◆ PROBLEMS AND TASKS
[1] In the piece on cervical cancer screening guidelines, at what age is screening now recommended to begin?
[2] Name every follow-up option that the cervical cancer screening guidelines list for an abnormal Pap result.

◆ EXCERPT
--

Cervical Cancer Screening Guidelines

January 20, 2016 | Health Advice | By: Naomi Wyatt

The American College of Obstetricians and Gynecologists (the physician group who cares exclusively for
women and women’s health) has recently issued new screening guidelines for cervical cancer. Cervical
cancer screening is frequently referred to as a Pap test, and it is used to find changes in the cells of the
cervix that could lead to cancer. Many of us remember when Paps were recommended when you
turned 18 or before being started on birth control of any kind, and when you had to have them done
every year but this is not the case any longer. Let’s go over the new recommendations.


It is now recommended to start having cervical cancer screening at age 21. Women aged 21-29 should
then have a Pap test every 3 years if the results are normal. Women aged 30-65 years should have Pap
test and HPV (human papillomavirus) test (co-testing) every 5 years as the preferred method of
screening, though it is acceptable to have a Pap test alone every 3 years. Co-testing does not involve
anything different from the patient perspective, the lab analyzing the sample of cells just looks for HPV
when they examine the sample. [HPV is the virus that causes many cervical cancers, and we are now
vaccinating boys and girls starting at age 11 against the worst strains of this virus to decrease the
amount of cancer we see.] Women can stop having cervical cancer screening after age 65 if there is no
history of moderate or severe cervical changes or cervical cancer, and if you have had either three
negative Pap tests in a row or two negative co-tests in a row within the past 10 years.
If there is any abnormality noted on a Pap the recommendations for follow up will change-the
recommendations discussed above are just for routine screening when nothing abnormal is noted.
Follow up may be simply a repeat Pap test, an HPV test, or a more detailed examination called a
colposcopy (looking at the cervix through a microscope and often taking a sample of cells). Your
provider will discuss with you what the best course of action will be for you.
To help make sure that your cervical cancer screening test results are as accurate as they can be you
should avoid douching, sexual intercourse, and using vaginal medications or hygiene products for 2 days
before your test. You should also not have screening done while you are on your menstrual period.

--

◆ DATASET RECORDS
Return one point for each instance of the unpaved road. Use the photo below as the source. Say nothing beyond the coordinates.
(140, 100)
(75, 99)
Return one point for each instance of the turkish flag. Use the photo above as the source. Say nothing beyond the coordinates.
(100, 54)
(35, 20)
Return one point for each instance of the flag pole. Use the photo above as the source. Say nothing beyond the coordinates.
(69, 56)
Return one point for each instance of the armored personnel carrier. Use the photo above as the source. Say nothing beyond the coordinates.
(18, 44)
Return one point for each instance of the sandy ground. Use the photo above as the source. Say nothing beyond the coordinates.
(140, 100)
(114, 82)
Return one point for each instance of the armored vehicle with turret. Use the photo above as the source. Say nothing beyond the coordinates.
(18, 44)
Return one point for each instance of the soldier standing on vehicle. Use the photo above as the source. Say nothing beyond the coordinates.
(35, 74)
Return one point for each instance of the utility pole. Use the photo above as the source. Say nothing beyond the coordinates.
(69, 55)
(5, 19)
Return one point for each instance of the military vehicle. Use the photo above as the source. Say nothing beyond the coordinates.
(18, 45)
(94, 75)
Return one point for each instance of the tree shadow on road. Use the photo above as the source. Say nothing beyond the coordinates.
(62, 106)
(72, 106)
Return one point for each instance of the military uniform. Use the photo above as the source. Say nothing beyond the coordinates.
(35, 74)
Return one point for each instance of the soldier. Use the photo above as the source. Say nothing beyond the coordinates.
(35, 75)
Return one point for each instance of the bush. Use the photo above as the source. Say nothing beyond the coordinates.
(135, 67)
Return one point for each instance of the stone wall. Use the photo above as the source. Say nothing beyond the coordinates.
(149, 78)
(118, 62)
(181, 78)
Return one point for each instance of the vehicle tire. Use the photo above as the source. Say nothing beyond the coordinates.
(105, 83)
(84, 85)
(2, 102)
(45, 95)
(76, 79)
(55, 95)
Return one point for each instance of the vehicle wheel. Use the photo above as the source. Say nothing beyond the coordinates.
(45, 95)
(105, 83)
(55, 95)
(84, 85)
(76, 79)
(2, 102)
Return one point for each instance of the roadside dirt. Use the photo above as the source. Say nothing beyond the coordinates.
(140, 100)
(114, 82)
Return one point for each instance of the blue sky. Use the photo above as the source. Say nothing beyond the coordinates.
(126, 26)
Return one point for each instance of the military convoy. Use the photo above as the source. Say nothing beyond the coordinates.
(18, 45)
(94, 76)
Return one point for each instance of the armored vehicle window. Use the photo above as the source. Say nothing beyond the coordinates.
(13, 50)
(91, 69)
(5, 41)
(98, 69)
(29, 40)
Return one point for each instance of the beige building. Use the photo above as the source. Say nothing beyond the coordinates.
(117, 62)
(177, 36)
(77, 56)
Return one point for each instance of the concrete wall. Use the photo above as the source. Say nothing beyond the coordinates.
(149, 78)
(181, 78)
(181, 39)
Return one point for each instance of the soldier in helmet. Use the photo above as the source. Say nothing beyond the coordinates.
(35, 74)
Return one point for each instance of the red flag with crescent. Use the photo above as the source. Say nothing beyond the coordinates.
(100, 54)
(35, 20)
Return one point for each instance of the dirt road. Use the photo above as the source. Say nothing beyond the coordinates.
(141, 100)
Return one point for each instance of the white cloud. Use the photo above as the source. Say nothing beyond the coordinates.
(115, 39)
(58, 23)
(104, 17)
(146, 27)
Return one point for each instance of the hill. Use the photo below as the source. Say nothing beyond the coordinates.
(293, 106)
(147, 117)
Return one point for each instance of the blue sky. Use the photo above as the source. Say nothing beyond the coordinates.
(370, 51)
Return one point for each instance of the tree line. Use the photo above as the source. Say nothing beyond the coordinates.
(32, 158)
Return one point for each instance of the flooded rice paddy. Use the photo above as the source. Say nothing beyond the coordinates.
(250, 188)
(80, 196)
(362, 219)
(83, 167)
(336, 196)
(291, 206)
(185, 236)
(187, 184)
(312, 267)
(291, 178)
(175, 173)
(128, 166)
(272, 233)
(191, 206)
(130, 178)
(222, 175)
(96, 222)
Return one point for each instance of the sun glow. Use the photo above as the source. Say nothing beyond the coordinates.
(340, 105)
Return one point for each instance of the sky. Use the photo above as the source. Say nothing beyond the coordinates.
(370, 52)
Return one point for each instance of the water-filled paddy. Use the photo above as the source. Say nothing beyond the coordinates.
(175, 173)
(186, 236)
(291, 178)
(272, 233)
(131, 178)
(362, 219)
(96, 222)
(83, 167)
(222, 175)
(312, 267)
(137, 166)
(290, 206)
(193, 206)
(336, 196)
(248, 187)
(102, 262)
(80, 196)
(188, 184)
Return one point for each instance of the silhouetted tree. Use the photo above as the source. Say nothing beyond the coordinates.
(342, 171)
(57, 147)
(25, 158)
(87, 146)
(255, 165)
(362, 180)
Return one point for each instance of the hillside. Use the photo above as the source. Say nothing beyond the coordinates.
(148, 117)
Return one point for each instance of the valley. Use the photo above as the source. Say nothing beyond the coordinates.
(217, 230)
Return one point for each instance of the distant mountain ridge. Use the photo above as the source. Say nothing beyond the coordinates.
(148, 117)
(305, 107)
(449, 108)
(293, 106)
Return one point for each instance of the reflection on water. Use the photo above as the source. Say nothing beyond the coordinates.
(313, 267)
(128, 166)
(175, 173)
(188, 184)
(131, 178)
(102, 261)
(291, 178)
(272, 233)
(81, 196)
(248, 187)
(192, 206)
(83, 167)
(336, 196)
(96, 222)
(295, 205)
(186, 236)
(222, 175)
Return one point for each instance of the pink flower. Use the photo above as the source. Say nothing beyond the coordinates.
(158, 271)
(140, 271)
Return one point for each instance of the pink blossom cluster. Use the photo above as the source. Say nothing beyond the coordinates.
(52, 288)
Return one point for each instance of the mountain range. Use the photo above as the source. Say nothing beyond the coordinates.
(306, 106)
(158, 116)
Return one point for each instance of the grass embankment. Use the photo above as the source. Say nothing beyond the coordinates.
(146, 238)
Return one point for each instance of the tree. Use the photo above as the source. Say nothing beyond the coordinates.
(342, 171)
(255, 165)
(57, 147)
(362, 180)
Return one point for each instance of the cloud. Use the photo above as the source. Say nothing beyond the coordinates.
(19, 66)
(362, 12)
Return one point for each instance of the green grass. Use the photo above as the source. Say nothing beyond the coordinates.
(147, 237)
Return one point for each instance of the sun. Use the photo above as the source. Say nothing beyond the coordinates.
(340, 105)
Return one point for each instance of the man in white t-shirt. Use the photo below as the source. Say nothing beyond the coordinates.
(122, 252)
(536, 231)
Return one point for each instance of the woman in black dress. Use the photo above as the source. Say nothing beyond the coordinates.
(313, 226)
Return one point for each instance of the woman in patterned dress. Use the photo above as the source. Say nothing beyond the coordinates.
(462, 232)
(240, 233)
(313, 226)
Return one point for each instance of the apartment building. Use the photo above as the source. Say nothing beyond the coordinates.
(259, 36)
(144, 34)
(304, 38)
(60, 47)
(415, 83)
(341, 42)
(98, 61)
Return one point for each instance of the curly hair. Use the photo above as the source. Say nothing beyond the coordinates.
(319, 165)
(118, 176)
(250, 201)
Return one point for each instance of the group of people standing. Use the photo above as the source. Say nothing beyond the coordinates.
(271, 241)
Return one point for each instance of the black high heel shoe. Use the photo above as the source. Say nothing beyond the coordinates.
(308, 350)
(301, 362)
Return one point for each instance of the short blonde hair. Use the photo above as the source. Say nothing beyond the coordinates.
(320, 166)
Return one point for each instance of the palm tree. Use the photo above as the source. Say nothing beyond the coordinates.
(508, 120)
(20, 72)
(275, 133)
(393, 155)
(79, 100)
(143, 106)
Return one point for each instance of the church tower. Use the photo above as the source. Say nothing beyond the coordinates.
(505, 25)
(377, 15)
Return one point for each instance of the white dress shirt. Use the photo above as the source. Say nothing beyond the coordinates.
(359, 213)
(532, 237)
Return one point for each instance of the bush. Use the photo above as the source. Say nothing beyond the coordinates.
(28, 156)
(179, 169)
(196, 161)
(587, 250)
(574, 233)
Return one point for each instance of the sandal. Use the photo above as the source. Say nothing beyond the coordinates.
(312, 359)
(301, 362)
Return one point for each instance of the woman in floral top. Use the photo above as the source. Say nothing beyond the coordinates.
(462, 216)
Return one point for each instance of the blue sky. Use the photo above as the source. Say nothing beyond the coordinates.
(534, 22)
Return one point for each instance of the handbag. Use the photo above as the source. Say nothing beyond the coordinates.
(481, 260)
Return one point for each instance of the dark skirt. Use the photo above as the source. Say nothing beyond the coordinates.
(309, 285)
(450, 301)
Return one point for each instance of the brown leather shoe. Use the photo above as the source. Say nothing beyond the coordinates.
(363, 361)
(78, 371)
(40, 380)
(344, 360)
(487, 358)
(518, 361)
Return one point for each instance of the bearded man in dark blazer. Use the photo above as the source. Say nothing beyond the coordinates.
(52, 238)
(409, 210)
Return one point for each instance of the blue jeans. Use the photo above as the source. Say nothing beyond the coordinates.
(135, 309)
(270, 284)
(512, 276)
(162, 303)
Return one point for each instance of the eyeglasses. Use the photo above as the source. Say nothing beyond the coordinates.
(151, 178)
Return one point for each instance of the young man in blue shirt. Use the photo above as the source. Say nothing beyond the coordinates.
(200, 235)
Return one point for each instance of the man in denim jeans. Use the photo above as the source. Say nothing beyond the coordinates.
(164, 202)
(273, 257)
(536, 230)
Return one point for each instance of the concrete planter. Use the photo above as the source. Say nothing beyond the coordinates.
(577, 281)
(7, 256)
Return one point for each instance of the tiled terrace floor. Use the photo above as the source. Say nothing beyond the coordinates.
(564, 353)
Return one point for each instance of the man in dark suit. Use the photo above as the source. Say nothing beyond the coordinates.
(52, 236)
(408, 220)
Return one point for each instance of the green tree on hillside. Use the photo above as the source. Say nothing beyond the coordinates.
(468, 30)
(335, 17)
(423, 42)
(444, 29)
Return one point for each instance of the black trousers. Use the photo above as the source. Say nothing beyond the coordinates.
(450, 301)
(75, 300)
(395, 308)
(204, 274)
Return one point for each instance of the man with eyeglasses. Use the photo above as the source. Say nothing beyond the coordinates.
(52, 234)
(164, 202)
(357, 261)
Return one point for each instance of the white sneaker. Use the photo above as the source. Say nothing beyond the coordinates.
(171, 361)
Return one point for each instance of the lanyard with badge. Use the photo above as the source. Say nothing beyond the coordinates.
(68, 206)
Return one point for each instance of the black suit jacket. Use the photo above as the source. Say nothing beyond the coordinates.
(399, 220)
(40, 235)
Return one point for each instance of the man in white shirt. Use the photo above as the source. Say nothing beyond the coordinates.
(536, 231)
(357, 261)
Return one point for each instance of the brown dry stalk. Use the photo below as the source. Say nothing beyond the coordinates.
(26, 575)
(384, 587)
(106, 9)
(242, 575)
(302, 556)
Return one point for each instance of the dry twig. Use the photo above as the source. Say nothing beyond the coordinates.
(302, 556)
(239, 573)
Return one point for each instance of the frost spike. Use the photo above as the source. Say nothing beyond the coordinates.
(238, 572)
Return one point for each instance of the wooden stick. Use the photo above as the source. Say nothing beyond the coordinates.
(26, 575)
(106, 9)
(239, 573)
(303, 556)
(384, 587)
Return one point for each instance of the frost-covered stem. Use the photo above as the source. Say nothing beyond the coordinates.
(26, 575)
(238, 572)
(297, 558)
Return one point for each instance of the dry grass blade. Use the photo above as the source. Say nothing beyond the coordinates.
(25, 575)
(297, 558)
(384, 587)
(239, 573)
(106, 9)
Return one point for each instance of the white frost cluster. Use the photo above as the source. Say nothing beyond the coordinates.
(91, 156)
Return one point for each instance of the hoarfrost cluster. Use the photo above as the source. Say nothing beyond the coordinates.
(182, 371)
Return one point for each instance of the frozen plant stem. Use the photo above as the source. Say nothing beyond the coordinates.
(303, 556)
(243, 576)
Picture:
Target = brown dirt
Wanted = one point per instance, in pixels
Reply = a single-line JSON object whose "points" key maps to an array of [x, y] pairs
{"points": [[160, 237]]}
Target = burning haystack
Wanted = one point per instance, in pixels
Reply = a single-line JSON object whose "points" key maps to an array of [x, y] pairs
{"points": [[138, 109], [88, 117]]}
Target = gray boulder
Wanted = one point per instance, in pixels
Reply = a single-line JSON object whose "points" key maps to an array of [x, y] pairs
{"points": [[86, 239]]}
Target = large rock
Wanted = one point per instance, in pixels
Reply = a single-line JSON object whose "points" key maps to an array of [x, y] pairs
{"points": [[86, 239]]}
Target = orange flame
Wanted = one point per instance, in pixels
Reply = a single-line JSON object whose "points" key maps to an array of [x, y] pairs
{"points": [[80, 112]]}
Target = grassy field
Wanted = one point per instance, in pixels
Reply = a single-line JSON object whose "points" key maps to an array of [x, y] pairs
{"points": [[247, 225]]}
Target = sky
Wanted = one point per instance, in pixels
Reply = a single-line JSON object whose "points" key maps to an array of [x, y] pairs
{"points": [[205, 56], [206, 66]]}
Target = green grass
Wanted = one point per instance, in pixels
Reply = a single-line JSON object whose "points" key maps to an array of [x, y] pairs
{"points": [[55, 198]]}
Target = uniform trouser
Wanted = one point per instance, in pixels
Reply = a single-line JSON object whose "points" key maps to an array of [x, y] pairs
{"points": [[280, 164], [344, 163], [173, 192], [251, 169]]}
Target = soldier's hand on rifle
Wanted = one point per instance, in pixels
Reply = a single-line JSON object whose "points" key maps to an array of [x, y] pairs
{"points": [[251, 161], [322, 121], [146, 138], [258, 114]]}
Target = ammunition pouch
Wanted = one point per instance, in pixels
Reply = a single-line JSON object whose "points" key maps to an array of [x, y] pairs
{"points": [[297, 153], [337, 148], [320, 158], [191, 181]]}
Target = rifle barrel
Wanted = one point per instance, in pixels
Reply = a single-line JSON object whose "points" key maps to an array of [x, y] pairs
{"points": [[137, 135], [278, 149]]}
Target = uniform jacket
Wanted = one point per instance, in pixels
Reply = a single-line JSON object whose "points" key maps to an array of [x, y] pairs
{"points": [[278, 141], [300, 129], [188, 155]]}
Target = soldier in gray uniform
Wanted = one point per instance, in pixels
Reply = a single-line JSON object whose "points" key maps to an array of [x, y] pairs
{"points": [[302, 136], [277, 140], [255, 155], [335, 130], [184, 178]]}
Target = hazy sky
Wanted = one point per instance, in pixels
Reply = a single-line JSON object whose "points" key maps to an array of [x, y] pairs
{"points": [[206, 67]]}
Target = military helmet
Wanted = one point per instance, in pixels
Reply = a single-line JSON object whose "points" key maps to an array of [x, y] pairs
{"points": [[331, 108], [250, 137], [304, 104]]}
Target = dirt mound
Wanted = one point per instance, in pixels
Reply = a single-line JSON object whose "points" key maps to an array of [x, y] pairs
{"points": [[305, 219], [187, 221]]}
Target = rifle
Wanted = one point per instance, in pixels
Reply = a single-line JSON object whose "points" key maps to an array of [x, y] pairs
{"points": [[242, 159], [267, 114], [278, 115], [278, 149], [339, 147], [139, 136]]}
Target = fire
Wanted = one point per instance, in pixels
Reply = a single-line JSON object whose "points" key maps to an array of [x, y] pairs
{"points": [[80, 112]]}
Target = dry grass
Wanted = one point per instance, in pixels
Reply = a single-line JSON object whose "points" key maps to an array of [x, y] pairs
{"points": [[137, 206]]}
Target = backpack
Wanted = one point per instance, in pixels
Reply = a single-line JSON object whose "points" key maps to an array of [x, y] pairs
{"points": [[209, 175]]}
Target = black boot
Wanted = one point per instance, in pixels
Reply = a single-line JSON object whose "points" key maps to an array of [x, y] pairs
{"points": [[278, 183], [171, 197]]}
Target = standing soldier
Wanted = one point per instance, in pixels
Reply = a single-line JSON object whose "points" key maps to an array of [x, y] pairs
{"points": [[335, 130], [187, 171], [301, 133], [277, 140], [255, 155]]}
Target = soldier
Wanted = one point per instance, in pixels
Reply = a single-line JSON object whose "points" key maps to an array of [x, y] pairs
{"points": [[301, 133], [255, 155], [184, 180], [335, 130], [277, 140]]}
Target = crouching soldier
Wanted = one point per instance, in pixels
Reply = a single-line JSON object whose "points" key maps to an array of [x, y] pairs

--

◆ COMPLETED EXERCISE
[1] Age 21

[2]
- A repeat Pap test
- An HPV test
- A colposcopy (looking at the cervix through a microscope and often taking a sample of cells)